◆ Written exercise:
Report each line of the listing below that contains the word "overhead". Letter case counts.

Records:
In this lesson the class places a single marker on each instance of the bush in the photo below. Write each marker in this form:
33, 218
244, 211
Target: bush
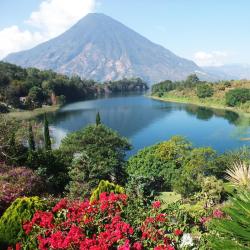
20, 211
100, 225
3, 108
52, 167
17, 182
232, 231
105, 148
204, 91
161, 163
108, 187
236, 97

---

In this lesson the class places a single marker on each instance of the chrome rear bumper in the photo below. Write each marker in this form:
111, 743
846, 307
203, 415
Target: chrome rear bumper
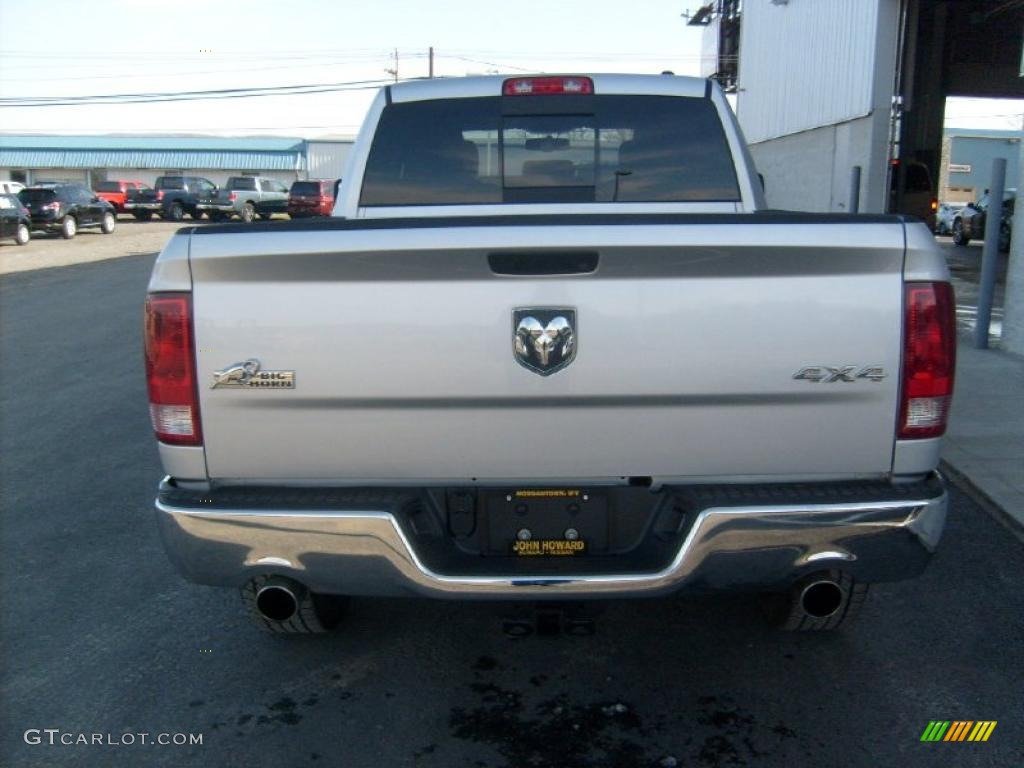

---

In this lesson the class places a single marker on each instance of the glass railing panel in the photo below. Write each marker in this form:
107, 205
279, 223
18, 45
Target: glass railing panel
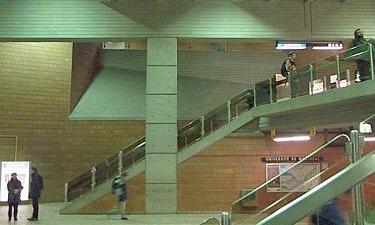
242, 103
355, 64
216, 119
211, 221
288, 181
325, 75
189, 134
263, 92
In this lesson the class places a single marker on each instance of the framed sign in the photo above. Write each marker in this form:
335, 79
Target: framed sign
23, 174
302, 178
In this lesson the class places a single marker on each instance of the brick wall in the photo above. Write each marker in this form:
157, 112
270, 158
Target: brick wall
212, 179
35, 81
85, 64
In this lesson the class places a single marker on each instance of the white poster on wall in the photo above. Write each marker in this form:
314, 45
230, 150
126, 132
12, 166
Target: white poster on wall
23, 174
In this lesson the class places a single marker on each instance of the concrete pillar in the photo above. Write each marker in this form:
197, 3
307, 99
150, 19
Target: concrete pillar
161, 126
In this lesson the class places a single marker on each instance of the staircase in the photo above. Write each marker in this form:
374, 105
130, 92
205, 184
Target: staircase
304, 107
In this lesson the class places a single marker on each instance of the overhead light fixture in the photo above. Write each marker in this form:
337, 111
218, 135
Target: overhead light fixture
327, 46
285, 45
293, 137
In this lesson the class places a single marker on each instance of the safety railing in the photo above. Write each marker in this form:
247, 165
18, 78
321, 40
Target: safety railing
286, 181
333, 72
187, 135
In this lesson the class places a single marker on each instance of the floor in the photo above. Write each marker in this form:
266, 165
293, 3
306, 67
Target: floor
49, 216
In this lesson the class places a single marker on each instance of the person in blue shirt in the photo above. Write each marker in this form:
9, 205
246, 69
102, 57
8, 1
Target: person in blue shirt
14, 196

◆ Exercise solution:
In this lesson the class places a single marker on each instance of the overhead light fixture in the photo above. Write each marker in this form:
Target: overhead light fixture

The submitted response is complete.